> [Assigned task]: Determine how many lines in the records below include the word "crate" and output that number alone.
BEGIN
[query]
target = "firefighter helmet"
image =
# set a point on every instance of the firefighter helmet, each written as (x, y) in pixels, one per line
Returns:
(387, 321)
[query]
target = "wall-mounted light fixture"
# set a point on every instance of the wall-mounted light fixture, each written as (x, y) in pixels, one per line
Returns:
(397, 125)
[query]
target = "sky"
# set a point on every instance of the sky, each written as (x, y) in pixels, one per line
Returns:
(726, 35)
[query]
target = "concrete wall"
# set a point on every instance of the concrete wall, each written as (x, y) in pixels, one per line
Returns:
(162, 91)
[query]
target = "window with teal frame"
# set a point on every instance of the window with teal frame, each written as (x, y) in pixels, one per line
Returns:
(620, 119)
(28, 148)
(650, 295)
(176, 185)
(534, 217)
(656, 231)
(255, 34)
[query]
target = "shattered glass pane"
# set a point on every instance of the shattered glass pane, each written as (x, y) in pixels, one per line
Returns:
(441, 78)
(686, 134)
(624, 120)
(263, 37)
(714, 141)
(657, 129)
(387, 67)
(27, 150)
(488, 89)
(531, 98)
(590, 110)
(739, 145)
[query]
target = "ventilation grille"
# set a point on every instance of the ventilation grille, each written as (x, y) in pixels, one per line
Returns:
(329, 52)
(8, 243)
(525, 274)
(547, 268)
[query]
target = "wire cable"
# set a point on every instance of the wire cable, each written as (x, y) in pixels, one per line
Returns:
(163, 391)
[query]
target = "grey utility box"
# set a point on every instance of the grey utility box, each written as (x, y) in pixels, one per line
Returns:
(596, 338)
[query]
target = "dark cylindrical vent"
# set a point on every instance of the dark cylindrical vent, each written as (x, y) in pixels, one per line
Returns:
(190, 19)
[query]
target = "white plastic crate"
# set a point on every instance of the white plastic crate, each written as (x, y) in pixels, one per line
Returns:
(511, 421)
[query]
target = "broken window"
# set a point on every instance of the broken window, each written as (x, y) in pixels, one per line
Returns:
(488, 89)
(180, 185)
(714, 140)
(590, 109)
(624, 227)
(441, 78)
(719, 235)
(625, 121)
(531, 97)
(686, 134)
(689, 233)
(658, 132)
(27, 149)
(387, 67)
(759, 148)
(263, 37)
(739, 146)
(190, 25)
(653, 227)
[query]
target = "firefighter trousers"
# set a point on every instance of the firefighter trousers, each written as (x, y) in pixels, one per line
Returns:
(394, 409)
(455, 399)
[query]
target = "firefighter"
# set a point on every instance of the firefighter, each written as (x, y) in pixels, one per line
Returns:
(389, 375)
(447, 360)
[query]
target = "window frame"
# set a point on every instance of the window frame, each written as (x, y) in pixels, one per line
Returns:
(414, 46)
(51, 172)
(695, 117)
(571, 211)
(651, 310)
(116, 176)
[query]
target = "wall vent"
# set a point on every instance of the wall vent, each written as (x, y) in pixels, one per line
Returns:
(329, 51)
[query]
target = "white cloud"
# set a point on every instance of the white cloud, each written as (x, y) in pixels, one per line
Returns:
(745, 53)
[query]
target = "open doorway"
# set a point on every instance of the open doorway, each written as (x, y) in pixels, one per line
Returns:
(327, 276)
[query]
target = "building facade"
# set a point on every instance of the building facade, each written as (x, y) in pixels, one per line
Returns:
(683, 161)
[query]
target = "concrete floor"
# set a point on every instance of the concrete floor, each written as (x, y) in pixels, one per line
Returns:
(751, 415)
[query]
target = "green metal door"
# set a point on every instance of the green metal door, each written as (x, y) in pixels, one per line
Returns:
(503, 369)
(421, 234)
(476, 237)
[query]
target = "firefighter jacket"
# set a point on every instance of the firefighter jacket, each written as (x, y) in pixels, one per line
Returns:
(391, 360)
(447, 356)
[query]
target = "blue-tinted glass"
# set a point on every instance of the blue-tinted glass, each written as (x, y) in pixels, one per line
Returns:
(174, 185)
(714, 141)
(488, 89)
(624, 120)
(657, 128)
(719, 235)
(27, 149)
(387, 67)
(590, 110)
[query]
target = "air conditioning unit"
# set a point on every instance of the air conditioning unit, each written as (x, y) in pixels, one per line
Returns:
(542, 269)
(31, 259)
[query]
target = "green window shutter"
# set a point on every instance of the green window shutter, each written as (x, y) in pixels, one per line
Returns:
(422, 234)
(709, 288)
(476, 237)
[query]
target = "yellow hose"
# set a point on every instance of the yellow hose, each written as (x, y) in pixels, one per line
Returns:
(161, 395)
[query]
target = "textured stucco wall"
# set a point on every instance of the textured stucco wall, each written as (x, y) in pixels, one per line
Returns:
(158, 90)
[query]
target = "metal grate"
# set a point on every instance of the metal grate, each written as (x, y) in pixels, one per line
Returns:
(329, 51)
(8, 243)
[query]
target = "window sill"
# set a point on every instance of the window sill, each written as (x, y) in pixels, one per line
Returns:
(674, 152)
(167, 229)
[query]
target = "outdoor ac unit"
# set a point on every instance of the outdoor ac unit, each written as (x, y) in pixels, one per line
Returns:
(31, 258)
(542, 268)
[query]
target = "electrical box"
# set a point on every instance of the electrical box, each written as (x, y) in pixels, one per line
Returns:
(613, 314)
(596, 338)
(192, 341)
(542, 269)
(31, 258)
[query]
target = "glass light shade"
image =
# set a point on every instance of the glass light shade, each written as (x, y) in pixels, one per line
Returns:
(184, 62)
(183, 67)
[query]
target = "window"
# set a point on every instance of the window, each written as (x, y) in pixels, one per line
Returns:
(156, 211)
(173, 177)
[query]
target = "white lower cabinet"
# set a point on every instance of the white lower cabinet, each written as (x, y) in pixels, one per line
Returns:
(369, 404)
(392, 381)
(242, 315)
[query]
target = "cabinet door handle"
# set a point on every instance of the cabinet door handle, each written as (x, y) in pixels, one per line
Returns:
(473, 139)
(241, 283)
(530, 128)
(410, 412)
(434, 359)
END
> [Task answer]: 2